WRITTEN EXERCISE – Take the entries below and print all of them exactly, please.

DATA SUPPLIED –
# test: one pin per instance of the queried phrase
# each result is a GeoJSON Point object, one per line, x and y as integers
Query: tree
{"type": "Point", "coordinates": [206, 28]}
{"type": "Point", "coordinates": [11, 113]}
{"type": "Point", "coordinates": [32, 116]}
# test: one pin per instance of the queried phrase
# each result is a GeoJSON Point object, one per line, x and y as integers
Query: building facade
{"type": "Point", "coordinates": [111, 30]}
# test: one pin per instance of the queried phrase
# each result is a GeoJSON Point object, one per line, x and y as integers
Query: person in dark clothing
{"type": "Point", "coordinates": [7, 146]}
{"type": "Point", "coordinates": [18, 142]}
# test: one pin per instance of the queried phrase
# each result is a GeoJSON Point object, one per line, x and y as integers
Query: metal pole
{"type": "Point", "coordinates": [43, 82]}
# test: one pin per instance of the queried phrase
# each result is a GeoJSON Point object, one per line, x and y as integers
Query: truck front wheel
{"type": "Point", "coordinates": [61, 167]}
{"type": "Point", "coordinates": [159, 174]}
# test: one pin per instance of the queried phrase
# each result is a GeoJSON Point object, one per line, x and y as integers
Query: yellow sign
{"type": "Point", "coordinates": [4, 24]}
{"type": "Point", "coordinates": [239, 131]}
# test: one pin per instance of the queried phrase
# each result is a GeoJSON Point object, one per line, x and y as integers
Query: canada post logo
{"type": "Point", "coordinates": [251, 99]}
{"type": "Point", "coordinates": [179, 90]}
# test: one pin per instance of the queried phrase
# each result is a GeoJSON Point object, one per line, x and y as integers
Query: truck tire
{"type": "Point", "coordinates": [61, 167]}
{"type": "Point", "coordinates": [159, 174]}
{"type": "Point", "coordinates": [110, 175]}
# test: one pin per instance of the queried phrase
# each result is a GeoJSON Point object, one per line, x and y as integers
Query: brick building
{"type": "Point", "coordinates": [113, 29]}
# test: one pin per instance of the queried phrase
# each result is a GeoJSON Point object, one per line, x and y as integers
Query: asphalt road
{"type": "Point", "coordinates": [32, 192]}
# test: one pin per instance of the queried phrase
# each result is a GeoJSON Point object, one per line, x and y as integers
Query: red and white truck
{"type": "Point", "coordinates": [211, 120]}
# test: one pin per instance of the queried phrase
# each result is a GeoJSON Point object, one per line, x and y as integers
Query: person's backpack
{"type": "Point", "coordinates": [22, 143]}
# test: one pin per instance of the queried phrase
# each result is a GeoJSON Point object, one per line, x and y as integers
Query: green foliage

RESULT OF THE EXERCISE –
# test: one pin per instance of the queried phrase
# each result is a GeoJSON Point object, one per line, x and y as integers
Query: tree
{"type": "Point", "coordinates": [206, 28]}
{"type": "Point", "coordinates": [11, 113]}
{"type": "Point", "coordinates": [32, 116]}
# test: one pin per instance of the queried phrase
# each result is a GeoJSON Point object, one per line, x and y as integers
Query: building facade
{"type": "Point", "coordinates": [111, 30]}
# test: one pin per instance of the queried phrase
# each result is a GeoJSON Point object, one per line, x and y as integers
Query: person in dark clothing
{"type": "Point", "coordinates": [7, 146]}
{"type": "Point", "coordinates": [18, 142]}
# test: one pin per instance of the queried phrase
# each result is a GeoJSON Point object, one per line, x and y as integers
Query: metal pole
{"type": "Point", "coordinates": [43, 82]}
# test: one pin per instance of the queried phrase
# each result is a GeoJSON Point object, one per line, x and y as integers
Query: truck front wheel
{"type": "Point", "coordinates": [61, 167]}
{"type": "Point", "coordinates": [159, 174]}
# test: one pin per instance of the queried phrase
# each result is a GeoJSON Point object, one per line, x and y as integers
Query: yellow sign
{"type": "Point", "coordinates": [4, 24]}
{"type": "Point", "coordinates": [239, 131]}
# test: one pin per instance of the queried phrase
# each result is a GeoJSON Point object, one per line, x and y as integers
Query: canada post logo
{"type": "Point", "coordinates": [251, 99]}
{"type": "Point", "coordinates": [179, 90]}
# test: one pin per instance of the queried phrase
# each result is a GeoJSON Point object, one per line, x and y as integers
Query: truck tire
{"type": "Point", "coordinates": [61, 167]}
{"type": "Point", "coordinates": [159, 174]}
{"type": "Point", "coordinates": [110, 175]}
# test: one pin per instance of the queried phrase
# each result is a GeoJSON Point object, one per line, x and y as integers
Query: brick building
{"type": "Point", "coordinates": [113, 29]}
# test: one pin per instance of the queried phrase
# each result is a GeoJSON Point object, one per line, x and y as integers
Query: asphalt road
{"type": "Point", "coordinates": [32, 192]}
# test: one pin per instance of the queried phrase
# each result is a GeoJSON Point object, one per line, x and y as integers
Query: red and white truck
{"type": "Point", "coordinates": [211, 120]}
# test: one pin per instance of the queried phrase
# each result is a GeoJSON Point object, one per line, x and y as integers
Query: person's backpack
{"type": "Point", "coordinates": [22, 143]}
# test: one pin per instance of the queried phrase
# each result is a GeoJSON Point object, one per line, x and y as integers
Query: green foliage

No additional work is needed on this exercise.